* Requirements
Using the excerpt on Cambodia's media landscape, state whether each statement agrees with it: (a) Television in Cambodia is completely controlled by the government. (b) The Cambodian constitution only partly guarantees freedom of speech. (c) Online anti-government activists tend to post under their own identities. Answer each with yes or no and quote the deciding words.

* Excerpted text
==========

Before learning about the two studied newspapers, it is of course important to have a brief introduction to Cambodia’s media landscape in general. LICADHO shows that Cambodia has been surprisingly considered as one of the freest in regard to freedom of speech in Southeast Asia. Although Cambodian constitution fully guarantees freedom of speech, there have been cases of murders, death threats and imprisonment of journalists. Press freedom on both traditional and new media in Cambodia – including print newspaper, radio, television, and the Internet – is seen with a mixture of positivity and negativity. While television is completely controlled by the government, radio and newspapers still offer quite significant hopes for real news in traditional media. There are foreign-run channels like Voice of America (VOA), Radio Free Asia (RFA), Radio France Internationale (RFI), Phnom Penh Post and Cambodia Daily that report independently in the country, and they are the primary sources that people always turn to for reliable quality news. On the Internet, freedom of speech appears very open and immune to the government as international platforms – Facebook, Twitter, YouTube, news websites and other Web 2.0 platforms – do not cooperate with the regime and have sophisticated technologies beyond Cambodian government’s technological capabilities to interfere. Online anti-government activists tend to appear anonymous due to fear of endangering their lives.

==========

* Entries provided
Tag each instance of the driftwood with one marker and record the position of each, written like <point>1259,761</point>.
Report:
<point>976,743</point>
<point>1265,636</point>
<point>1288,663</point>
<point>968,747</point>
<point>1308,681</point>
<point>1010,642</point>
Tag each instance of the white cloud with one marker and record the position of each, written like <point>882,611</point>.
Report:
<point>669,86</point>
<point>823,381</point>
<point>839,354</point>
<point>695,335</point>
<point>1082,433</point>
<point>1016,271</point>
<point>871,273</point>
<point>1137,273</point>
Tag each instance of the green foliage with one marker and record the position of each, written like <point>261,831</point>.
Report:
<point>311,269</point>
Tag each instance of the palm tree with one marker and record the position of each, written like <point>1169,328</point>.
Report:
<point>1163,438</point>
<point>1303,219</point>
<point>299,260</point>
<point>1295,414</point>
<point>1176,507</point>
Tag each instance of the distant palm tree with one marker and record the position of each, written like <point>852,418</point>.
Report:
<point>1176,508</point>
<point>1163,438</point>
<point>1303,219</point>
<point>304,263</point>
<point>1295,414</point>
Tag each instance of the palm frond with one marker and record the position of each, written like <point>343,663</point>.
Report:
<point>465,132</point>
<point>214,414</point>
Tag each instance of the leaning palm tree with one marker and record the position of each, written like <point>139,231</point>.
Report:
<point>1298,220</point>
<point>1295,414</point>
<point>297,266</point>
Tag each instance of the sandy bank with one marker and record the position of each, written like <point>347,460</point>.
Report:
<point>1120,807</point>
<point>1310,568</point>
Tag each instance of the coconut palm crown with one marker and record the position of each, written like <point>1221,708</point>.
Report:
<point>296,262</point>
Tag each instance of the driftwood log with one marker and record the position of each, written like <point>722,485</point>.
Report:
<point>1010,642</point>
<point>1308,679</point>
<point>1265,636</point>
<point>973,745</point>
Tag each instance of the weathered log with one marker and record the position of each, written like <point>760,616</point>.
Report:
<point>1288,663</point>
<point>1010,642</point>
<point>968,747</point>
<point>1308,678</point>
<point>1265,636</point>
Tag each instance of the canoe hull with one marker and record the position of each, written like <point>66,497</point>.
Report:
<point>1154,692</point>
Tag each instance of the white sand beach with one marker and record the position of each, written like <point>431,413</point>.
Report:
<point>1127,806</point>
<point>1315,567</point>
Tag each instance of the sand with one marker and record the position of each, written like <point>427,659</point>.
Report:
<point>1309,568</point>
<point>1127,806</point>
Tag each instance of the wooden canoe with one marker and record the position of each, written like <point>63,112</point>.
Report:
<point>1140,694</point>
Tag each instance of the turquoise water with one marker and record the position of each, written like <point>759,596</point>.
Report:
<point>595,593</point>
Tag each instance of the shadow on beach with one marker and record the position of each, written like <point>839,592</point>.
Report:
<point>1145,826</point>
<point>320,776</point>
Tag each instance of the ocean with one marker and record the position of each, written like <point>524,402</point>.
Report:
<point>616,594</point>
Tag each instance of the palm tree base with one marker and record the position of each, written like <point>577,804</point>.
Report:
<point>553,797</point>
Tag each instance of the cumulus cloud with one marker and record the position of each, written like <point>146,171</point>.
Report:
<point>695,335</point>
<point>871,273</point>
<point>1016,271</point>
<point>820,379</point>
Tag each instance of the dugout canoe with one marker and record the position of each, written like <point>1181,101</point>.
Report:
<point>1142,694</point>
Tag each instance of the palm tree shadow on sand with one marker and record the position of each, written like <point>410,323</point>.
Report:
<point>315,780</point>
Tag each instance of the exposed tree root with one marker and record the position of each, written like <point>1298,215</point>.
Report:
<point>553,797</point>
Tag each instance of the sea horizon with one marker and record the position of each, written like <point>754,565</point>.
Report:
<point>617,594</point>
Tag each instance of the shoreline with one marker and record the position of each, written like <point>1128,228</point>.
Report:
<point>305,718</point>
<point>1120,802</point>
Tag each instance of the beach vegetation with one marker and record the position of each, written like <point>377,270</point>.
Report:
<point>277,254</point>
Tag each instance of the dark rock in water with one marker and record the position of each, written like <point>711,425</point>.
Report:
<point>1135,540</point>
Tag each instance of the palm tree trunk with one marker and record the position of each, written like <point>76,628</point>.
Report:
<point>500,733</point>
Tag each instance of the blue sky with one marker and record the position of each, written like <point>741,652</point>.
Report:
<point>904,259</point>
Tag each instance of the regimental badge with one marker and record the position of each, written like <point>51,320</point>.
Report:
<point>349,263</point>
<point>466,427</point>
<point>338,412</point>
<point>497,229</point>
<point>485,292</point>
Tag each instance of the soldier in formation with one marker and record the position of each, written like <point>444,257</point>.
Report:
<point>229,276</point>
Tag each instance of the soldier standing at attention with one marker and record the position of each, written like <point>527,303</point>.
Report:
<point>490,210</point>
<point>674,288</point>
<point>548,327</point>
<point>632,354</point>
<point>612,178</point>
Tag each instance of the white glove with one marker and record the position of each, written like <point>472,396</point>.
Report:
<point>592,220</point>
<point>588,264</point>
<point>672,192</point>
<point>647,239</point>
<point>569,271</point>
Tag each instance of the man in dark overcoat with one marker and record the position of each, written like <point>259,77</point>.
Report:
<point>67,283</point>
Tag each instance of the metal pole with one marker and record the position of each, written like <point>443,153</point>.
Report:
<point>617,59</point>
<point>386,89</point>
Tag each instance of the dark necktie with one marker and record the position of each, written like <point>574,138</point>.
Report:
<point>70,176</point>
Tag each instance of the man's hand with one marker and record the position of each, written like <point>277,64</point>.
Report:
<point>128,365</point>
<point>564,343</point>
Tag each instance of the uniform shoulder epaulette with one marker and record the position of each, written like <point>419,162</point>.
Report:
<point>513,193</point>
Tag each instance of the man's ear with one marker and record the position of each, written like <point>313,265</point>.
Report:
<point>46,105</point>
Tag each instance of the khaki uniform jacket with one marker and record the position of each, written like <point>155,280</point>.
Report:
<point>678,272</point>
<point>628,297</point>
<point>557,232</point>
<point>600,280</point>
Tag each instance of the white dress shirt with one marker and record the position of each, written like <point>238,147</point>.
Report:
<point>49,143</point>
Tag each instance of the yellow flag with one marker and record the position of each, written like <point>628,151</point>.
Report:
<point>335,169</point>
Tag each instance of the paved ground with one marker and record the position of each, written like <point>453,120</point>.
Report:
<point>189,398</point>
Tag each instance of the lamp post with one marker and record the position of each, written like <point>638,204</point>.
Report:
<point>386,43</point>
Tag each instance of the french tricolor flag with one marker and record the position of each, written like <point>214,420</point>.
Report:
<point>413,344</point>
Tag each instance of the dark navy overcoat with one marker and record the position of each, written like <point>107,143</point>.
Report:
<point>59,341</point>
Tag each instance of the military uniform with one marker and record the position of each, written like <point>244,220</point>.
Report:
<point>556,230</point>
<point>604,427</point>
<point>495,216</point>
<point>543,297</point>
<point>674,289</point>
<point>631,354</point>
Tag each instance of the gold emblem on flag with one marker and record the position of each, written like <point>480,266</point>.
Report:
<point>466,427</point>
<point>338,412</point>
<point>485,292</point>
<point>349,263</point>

==========

* Completed task
(a) Yes: "While television is completely controlled by the government"
(b) No: "Although Cambodian constitution fully guarantees freedom of speech"
(c) No: "Online anti-government activists tend to appear anonymous due to fear of endangering their lives."